▶ [PROBLEM DETAILS]:
Please reproduce the items from the line with "Each instance of the green" up to and including the final line of the items, request lines and all, and raise every number in the answer pixel coordinates by 7.

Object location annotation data

* start *

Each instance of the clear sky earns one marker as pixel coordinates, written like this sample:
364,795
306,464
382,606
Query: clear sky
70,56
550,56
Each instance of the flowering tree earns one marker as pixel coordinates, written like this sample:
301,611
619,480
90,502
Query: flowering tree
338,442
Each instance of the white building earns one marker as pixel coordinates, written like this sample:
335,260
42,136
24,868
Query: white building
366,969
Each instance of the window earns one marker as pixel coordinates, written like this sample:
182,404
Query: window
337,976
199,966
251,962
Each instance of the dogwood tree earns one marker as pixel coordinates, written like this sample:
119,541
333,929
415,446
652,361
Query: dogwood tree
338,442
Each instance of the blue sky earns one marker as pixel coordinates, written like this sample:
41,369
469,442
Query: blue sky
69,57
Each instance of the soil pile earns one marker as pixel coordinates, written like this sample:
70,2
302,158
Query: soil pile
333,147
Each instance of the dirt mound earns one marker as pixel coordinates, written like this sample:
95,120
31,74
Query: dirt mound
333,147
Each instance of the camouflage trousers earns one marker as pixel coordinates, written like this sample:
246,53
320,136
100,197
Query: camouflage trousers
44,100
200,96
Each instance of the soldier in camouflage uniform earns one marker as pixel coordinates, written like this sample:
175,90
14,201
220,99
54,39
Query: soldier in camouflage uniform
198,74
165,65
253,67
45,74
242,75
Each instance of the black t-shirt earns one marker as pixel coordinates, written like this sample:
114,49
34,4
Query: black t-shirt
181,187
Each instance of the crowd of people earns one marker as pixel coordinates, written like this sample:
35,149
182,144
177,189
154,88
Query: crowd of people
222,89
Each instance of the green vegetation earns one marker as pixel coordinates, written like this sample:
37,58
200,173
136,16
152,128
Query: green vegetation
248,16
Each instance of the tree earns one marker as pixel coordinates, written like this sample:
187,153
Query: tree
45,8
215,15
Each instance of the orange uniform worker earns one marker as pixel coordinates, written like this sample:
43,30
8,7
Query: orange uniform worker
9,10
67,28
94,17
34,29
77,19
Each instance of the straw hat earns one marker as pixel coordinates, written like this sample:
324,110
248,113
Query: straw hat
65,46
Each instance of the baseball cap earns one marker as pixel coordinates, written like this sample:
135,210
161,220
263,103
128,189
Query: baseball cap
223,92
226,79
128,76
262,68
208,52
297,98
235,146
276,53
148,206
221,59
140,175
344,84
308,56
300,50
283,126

* end *

▶ [WRITTEN SOLUTION]:
Each instance of the green vegetation earns one marker as pixel coordinates, written like this sample:
37,58
200,173
136,16
152,128
Query: green vegetation
255,23
Each instance of the tree earns one marker as pixel coordinates, written like this sample:
187,153
Query: tree
52,15
222,22
Each instance of the orange uniform worker earns one marker as pixel coordinates, written like this sample:
43,30
8,7
Query: orange uniform worker
16,17
74,35
101,24
41,36
84,26
Each instance of the straw hat earns one marker as pixel coordinates, written like this sample:
324,110
248,113
Query: straw hat
72,53
Each instance of the baseball cap earns one marker as pixel coordinates, written like this sample:
135,210
161,220
263,103
128,189
Query: baseball cap
230,99
233,86
135,83
269,75
215,59
304,105
242,153
283,60
155,213
228,66
147,182
351,91
315,63
307,57
290,133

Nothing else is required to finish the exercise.